- Job -
Quote the lines below verbatim, from the first line through the line containing "negative clicks: (410, 149) (499, 583)", and omit the pictures from your reply.

=== Section Start ===

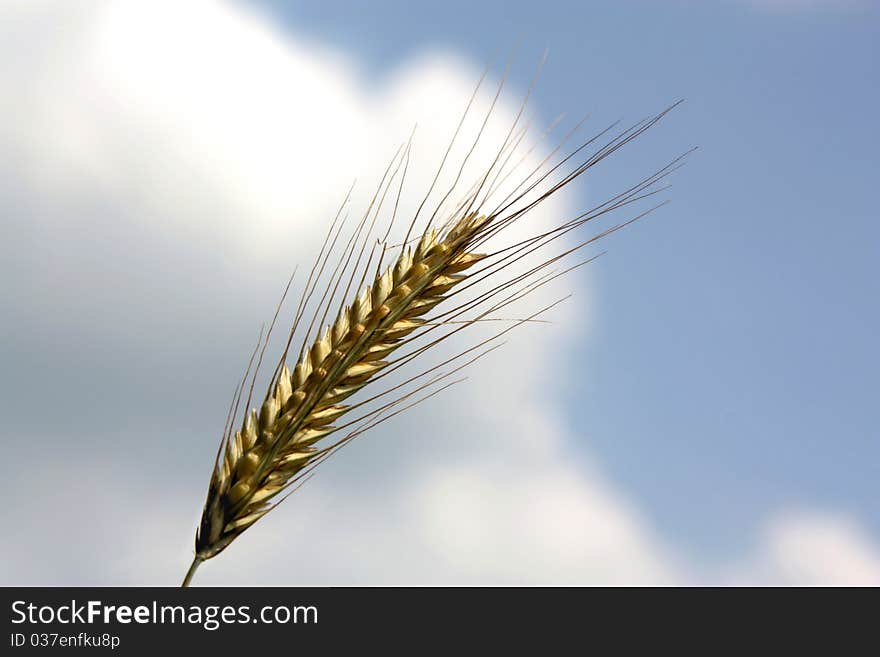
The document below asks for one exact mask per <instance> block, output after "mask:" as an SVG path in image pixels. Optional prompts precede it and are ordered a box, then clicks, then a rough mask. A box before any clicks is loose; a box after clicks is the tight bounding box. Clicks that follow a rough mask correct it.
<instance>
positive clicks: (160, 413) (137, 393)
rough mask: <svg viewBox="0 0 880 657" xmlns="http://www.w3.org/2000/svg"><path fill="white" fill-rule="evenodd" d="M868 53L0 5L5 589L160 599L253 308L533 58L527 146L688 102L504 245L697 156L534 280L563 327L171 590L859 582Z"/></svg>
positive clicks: (348, 21)
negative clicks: (410, 149) (499, 583)
mask: <svg viewBox="0 0 880 657" xmlns="http://www.w3.org/2000/svg"><path fill="white" fill-rule="evenodd" d="M878 19H880V8H878V3H877V2H869V1H867V0H851V1H849V2H830V1H825V0H730V1H728V2H686V1H684V0H682V1H678V2H673V1H669V2H663V1H657V2H635V1H626V0H622V1H618V2H613V3H612V2H570V3H556V2H542V3H520V2H494V1H489V2H478V3H469V2H457V1H452V2H443V3H421V2H420V3H407V2H369V3H367V2H363V3H360V2H357V3H356V2H346V3H326V2H324V3H318V2H308V3H306V2H280V1H277V0H275V1H270V0H259V1H254V0H251V1H245V0H242V1H239V2H236V1H233V0H226V1H223V0H211V1H208V0H206V1H205V2H193V3H177V2H171V1H168V2H159V1H157V2H151V3H142V2H136V1H133V0H132V1H126V0H117V1H114V2H106V1H104V0H93V1H90V2H86V1H84V2H81V3H69V2H66V1H65V0H44V2H42V3H8V4H0V59H2V60H3V61H6V62H11V65H10V66H7V67H4V68H2V69H0V228H2V231H3V233H4V234H5V235H8V236H10V239H8V240H5V241H2V242H0V305H2V306H3V308H4V309H5V311H6V313H8V318H9V319H8V320H7V321H5V322H3V323H2V325H0V331H2V338H3V339H2V340H0V363H2V365H3V369H4V372H5V376H4V377H3V378H2V379H0V388H2V394H0V411H2V412H3V416H4V418H6V421H5V422H4V428H3V429H2V430H0V437H2V439H3V441H4V448H5V450H6V454H7V455H8V458H7V459H4V460H3V462H2V463H0V481H2V482H3V483H2V485H0V487H2V488H3V489H4V494H5V495H6V496H7V497H10V498H11V499H13V500H14V501H15V504H10V505H5V506H4V507H3V508H2V509H0V522H2V523H3V524H4V525H5V526H15V527H16V528H18V531H16V532H9V533H6V534H4V535H3V536H2V537H0V583H4V584H11V583H20V584H41V583H42V584H122V583H129V584H137V583H147V584H157V583H169V582H171V583H173V582H175V581H178V580H179V578H180V577H181V576H182V573H183V570H184V569H185V568H186V566H187V565H188V563H189V560H190V559H191V556H192V555H191V553H192V532H193V528H194V526H195V524H196V522H197V520H198V515H199V512H200V511H201V504H202V501H203V499H204V484H205V480H206V478H207V475H208V467H209V464H210V458H211V456H212V455H213V453H214V450H215V448H216V439H217V436H216V433H217V431H218V429H219V426H218V425H219V424H220V422H221V419H222V417H223V415H224V414H225V411H226V406H227V403H228V395H229V391H230V388H231V387H232V384H233V382H234V381H235V380H237V377H238V376H239V375H240V372H239V369H240V367H241V365H242V362H243V361H244V359H245V357H246V354H247V353H249V351H250V349H251V347H252V342H253V340H254V337H255V332H256V331H257V329H258V327H259V324H260V321H261V320H262V319H263V318H264V317H265V316H266V314H267V312H268V310H267V309H271V308H274V304H275V302H276V295H277V293H278V290H279V287H280V284H281V282H282V280H283V279H284V278H285V277H286V276H287V275H288V274H289V272H290V269H291V267H292V265H293V264H294V263H296V262H300V263H302V262H305V261H308V259H309V253H310V252H311V251H313V250H314V248H315V246H316V244H315V242H316V240H317V239H318V236H319V234H322V233H323V229H324V225H325V224H324V218H325V217H328V215H329V216H330V217H332V216H333V213H335V211H336V207H337V204H338V202H339V199H340V198H341V197H342V195H344V193H345V190H346V189H347V188H348V185H349V184H350V181H351V179H352V177H358V178H359V179H360V180H363V181H368V182H367V187H368V186H369V185H370V184H372V182H374V181H375V180H377V179H378V178H379V176H380V175H381V169H382V167H383V166H384V160H385V158H386V157H387V156H388V155H389V154H390V152H392V151H393V148H394V146H395V145H396V143H397V140H399V139H405V138H406V135H407V134H409V129H410V126H411V125H412V124H413V122H416V121H418V122H419V132H418V133H417V134H418V139H417V141H416V145H417V148H416V149H415V150H414V158H415V159H414V165H413V170H412V173H411V177H410V178H409V179H408V181H407V185H408V190H409V189H411V190H414V191H413V192H412V194H413V197H412V198H409V197H407V198H405V199H404V202H403V205H402V206H401V208H402V212H408V211H410V210H412V209H413V208H414V200H415V195H416V194H417V193H418V192H419V190H421V189H424V188H426V187H427V186H428V184H429V182H428V181H429V178H428V177H427V176H428V174H429V171H431V170H433V169H432V167H433V166H434V165H433V162H435V160H434V159H431V158H433V157H434V155H437V154H439V153H440V152H442V148H443V147H445V144H446V142H447V140H448V136H449V134H450V133H451V131H452V126H453V125H454V121H455V120H456V119H457V116H458V112H459V111H460V110H461V107H462V106H463V104H464V101H465V99H466V98H467V97H468V94H469V93H470V89H471V88H472V85H473V83H474V82H475V81H476V78H477V77H478V75H479V70H480V67H481V66H482V65H483V64H484V63H485V62H487V61H488V60H490V59H492V58H495V59H496V60H498V59H500V60H501V61H502V62H503V60H504V58H505V57H506V56H507V54H508V53H509V52H510V51H511V50H512V49H513V48H514V46H516V47H517V50H516V58H515V61H514V65H513V67H512V69H511V84H510V86H509V91H510V96H511V97H512V98H513V99H516V98H517V97H518V94H520V93H521V92H522V91H523V90H524V89H525V88H526V87H527V85H528V82H529V78H530V77H531V75H532V72H533V70H534V67H535V65H536V64H537V62H538V60H539V58H540V57H541V54H542V52H543V51H544V49H545V48H549V59H548V61H547V64H546V66H545V67H544V69H543V73H542V77H541V79H540V82H539V85H538V88H537V90H536V92H535V94H534V95H533V97H532V105H531V107H532V108H533V109H535V110H537V112H538V118H539V119H543V120H544V121H547V122H549V121H550V120H551V119H552V118H553V117H554V116H556V115H557V114H558V113H560V112H567V113H568V115H569V117H571V119H572V120H574V117H579V116H581V115H582V114H585V113H590V115H591V118H590V124H589V125H592V126H593V127H596V128H597V129H598V126H602V127H604V126H605V125H607V124H608V123H610V122H612V121H614V120H617V119H621V120H623V121H624V122H625V123H629V122H634V121H636V120H638V119H641V118H642V117H644V116H647V115H649V114H652V113H654V112H656V111H658V110H660V109H662V108H664V107H666V106H668V105H669V104H670V103H672V102H674V101H675V100H677V99H679V98H684V99H685V103H684V104H683V105H682V106H680V107H679V108H677V109H676V110H675V111H674V112H673V113H672V114H671V115H670V116H668V117H667V118H666V119H664V121H663V122H662V123H661V124H660V125H658V126H656V127H655V128H654V129H652V130H651V131H650V132H649V133H647V134H645V135H643V136H642V137H641V138H640V139H639V140H638V141H637V142H636V143H634V144H632V145H630V146H628V147H627V148H626V149H625V150H624V151H622V152H620V153H616V154H615V155H614V157H612V158H610V159H609V160H608V161H606V162H603V163H602V165H601V166H600V167H597V168H595V169H593V170H591V171H590V172H589V175H588V179H587V181H586V184H585V185H577V186H573V187H572V188H571V190H570V195H569V196H566V197H564V198H558V199H554V201H553V202H552V203H551V204H550V205H549V207H547V208H542V209H541V210H540V211H539V212H536V213H535V214H534V216H531V218H530V221H532V222H533V223H532V224H531V225H532V226H538V227H540V226H549V225H556V222H558V220H559V217H558V216H557V215H558V213H559V212H565V213H568V212H573V211H574V210H576V209H578V208H584V207H589V206H590V205H592V203H593V202H595V201H598V200H602V199H604V198H606V197H607V196H608V195H610V194H613V193H616V192H618V191H619V190H620V189H622V188H625V187H628V186H629V185H631V184H632V183H633V182H634V181H635V180H638V179H640V178H641V177H642V176H643V175H645V174H647V173H651V172H653V171H655V170H656V169H657V168H659V167H660V166H662V165H664V164H666V163H667V162H668V161H669V160H670V159H672V158H673V157H675V156H677V155H678V154H680V153H682V152H684V151H686V150H688V149H690V148H691V147H693V146H698V147H699V150H698V151H697V152H696V153H694V154H693V155H692V156H691V157H690V159H689V161H688V164H687V166H686V167H685V168H684V169H683V170H681V171H680V172H677V173H676V174H675V175H674V176H673V178H672V182H673V187H672V188H671V189H670V190H669V191H668V192H667V193H666V196H667V197H669V198H671V199H672V204H671V205H669V206H668V207H665V208H663V209H662V210H661V211H660V212H658V213H656V214H654V215H652V216H651V217H650V218H648V219H647V220H645V221H642V222H640V223H638V224H636V225H634V226H632V227H631V228H629V229H628V230H626V231H625V232H623V233H620V234H617V235H615V236H613V237H612V238H610V239H609V240H607V241H606V242H605V244H604V248H607V249H608V250H609V253H608V255H607V256H606V257H604V258H602V259H600V260H599V261H598V262H596V263H594V264H592V265H591V266H590V267H589V268H588V269H587V270H581V271H579V272H578V273H577V274H576V276H577V277H578V278H577V279H573V278H572V279H568V280H567V282H565V286H566V289H568V286H570V289H574V290H575V291H576V296H575V297H574V299H573V300H572V301H571V302H570V303H569V304H568V305H567V306H566V307H563V308H560V309H559V312H560V313H561V314H560V319H561V321H559V322H558V323H557V324H556V325H553V326H539V327H531V326H530V327H523V329H522V331H521V333H522V335H521V336H520V335H519V334H517V335H515V336H514V338H513V339H512V340H511V344H510V345H509V349H508V348H506V350H502V351H500V352H498V353H497V354H493V358H490V359H487V360H486V361H485V362H484V363H483V366H482V368H476V371H474V372H472V374H471V375H472V377H473V378H472V380H471V381H469V382H468V383H467V384H466V385H463V386H461V387H458V388H455V389H452V390H450V391H448V392H447V393H444V395H440V396H438V397H436V398H434V399H432V400H431V403H430V404H426V405H425V406H424V407H421V408H419V409H417V411H416V412H413V413H411V414H405V415H402V416H400V418H395V421H394V422H392V423H389V424H388V425H386V426H385V428H384V429H383V430H382V431H379V432H373V434H372V435H369V436H366V437H364V438H363V439H359V441H357V442H356V443H355V444H353V445H352V446H351V448H350V449H347V450H346V451H345V452H344V453H341V454H340V456H339V457H338V458H337V459H335V460H334V461H333V462H332V463H330V464H327V465H326V466H322V469H321V470H320V471H319V472H318V475H319V476H316V477H314V478H313V479H312V480H310V482H309V485H308V486H306V487H304V488H303V489H302V490H301V491H299V492H297V495H296V496H295V497H293V498H291V500H290V501H289V502H288V503H286V504H285V505H284V506H283V507H282V508H281V509H279V510H278V511H276V512H273V514H271V515H270V516H269V517H268V518H267V519H266V520H263V521H261V522H260V525H259V526H258V527H256V528H255V529H253V530H249V531H248V532H247V533H246V534H245V535H244V536H243V537H242V538H241V539H239V540H238V541H237V542H236V546H234V547H233V548H230V549H229V550H227V551H226V552H224V554H223V555H222V556H221V557H218V558H217V560H216V565H215V563H213V562H212V563H211V564H210V567H208V566H206V567H205V568H204V573H203V572H202V571H200V573H199V579H200V582H201V583H213V584H254V583H257V584H316V585H326V584H398V583H401V584H421V583H429V584H431V583H437V584H485V583H505V584H510V583H513V584H518V583H527V584H532V583H534V584H546V583H555V584H574V583H587V584H593V583H612V584H613V583H639V584H641V583H683V584H693V583H719V582H720V583H771V584H772V583H784V584H802V583H864V582H871V583H874V582H875V581H876V583H880V509H878V507H877V504H876V500H877V497H878V496H877V481H878V476H880V432H878V430H877V428H876V427H877V419H876V406H877V389H878V385H877V381H876V378H877V374H876V373H877V372H878V371H880V350H878V348H877V344H876V336H877V335H878V334H880V307H878V303H877V298H878V285H877V276H876V272H875V267H876V263H877V261H878V256H880V248H878V247H880V227H878V221H877V219H878V213H877V211H876V209H875V208H876V203H875V199H874V194H873V191H874V188H875V187H876V179H877V177H878V172H880V167H878V161H877V160H878V157H877V151H878V146H880V140H878V128H877V125H876V117H877V116H878V115H880V111H878V110H880V91H878V85H877V78H878V76H877V66H878V62H880V52H878V50H880V46H878V45H877V44H878V43H880V38H878V37H880V34H878V33H880V20H878ZM157 44H161V47H157ZM500 66H501V64H498V65H497V66H496V69H495V72H494V73H493V75H495V74H497V72H498V68H499V67H500ZM492 79H493V80H494V79H495V78H492ZM479 102H484V99H483V100H480V101H479ZM511 102H512V101H511V99H510V98H508V99H506V100H505V101H504V102H503V103H502V106H501V107H500V108H499V110H498V114H499V118H498V120H499V121H500V122H501V123H504V125H505V126H506V125H507V123H505V122H506V121H508V120H512V117H513V114H514V113H515V108H516V106H515V104H514V105H511V104H510V103H511ZM538 122H539V123H540V122H541V121H540V120H539V121H538ZM496 129H497V126H494V125H493V127H492V128H491V129H490V132H491V131H492V130H496ZM493 134H494V133H493ZM495 137H496V138H497V137H498V134H495ZM419 157H423V158H424V159H423V160H421V164H422V166H420V167H418V166H416V165H415V163H416V162H417V161H418V158H419ZM480 157H483V155H480V156H479V157H476V158H475V162H477V164H475V166H479V162H481V161H482V160H480ZM488 161H489V160H486V162H488ZM427 162H430V163H432V164H430V166H429V165H428V164H426V163H427ZM360 200H361V201H362V200H363V199H360ZM415 202H417V201H415ZM556 211H558V212H556ZM621 218H623V217H621ZM542 222H544V223H542ZM295 285H296V284H295ZM570 325H576V327H577V326H581V325H583V326H585V327H586V330H585V331H583V333H579V332H577V331H576V330H574V328H572V327H571V326H570ZM576 327H575V328H576ZM557 345H558V348H557ZM496 355H497V358H494V356H496ZM520 363H523V364H524V365H525V367H526V368H528V369H527V370H525V374H526V375H524V372H523V371H522V369H521V368H522V366H521V365H520ZM47 373H49V375H50V380H49V381H47ZM499 381H500V382H503V384H504V385H498V382H499ZM548 382H557V383H555V384H551V383H548ZM47 396H48V397H50V398H51V403H46V400H47ZM414 436H415V437H416V438H417V440H414ZM35 472H36V473H40V476H36V477H35V476H32V475H33V473H35ZM47 480H48V481H51V482H52V485H51V486H47V485H45V481H47ZM74 495H75V496H76V498H77V499H78V500H79V501H80V504H81V505H82V507H83V508H88V509H90V510H92V513H91V515H90V522H91V523H92V529H93V531H92V532H90V534H89V536H85V535H83V533H82V532H81V531H80V527H79V524H78V523H80V520H79V517H78V516H76V517H74V516H72V515H71V514H69V513H67V512H66V509H67V508H68V505H69V500H70V499H71V496H74ZM95 536H97V537H108V536H111V537H113V538H112V540H104V539H103V538H100V540H98V541H96V540H94V537H95ZM71 537H76V538H73V539H71ZM60 541H63V542H64V543H65V545H66V546H67V549H66V550H64V551H63V554H58V550H57V549H55V546H56V545H57V544H58V543H59V542H60Z"/></svg>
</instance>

=== Section End ===

- Response -
The document below asks for one exact mask per <instance> block, output after "mask:" as an SVG path in image pixels. Optional prompts precede it and are ordered a box, then clicks, then a rough mask. A box before any clicks is loose; a box after clicks is the tight bounding box. Clicks that follow a rough mask correct it.
<instance>
positive clicks: (160, 413) (137, 393)
rough mask: <svg viewBox="0 0 880 657" xmlns="http://www.w3.org/2000/svg"><path fill="white" fill-rule="evenodd" d="M868 53L0 5L5 589L160 599L253 308L533 58L527 146L688 102L504 245L697 156L534 280L563 327L171 590L859 582Z"/></svg>
positive clicks: (348, 21)
negative clicks: (410, 149) (499, 583)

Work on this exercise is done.